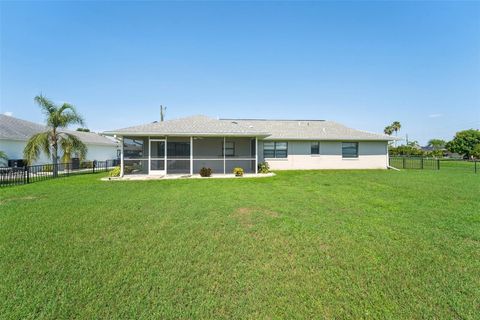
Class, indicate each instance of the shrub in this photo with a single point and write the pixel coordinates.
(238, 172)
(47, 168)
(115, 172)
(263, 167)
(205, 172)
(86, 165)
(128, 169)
==
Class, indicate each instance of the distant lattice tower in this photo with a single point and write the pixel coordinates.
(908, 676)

◆ Your task
Pull out every line above that contains the word "coordinates", copying each one in full.

◆ Result of this task
Class, indicate each instance of the shrub in this photo with a single point and write the pixel coordinates.
Class, indicate each instance of the distant lattice tower in this photo with a single point and write the pixel coordinates.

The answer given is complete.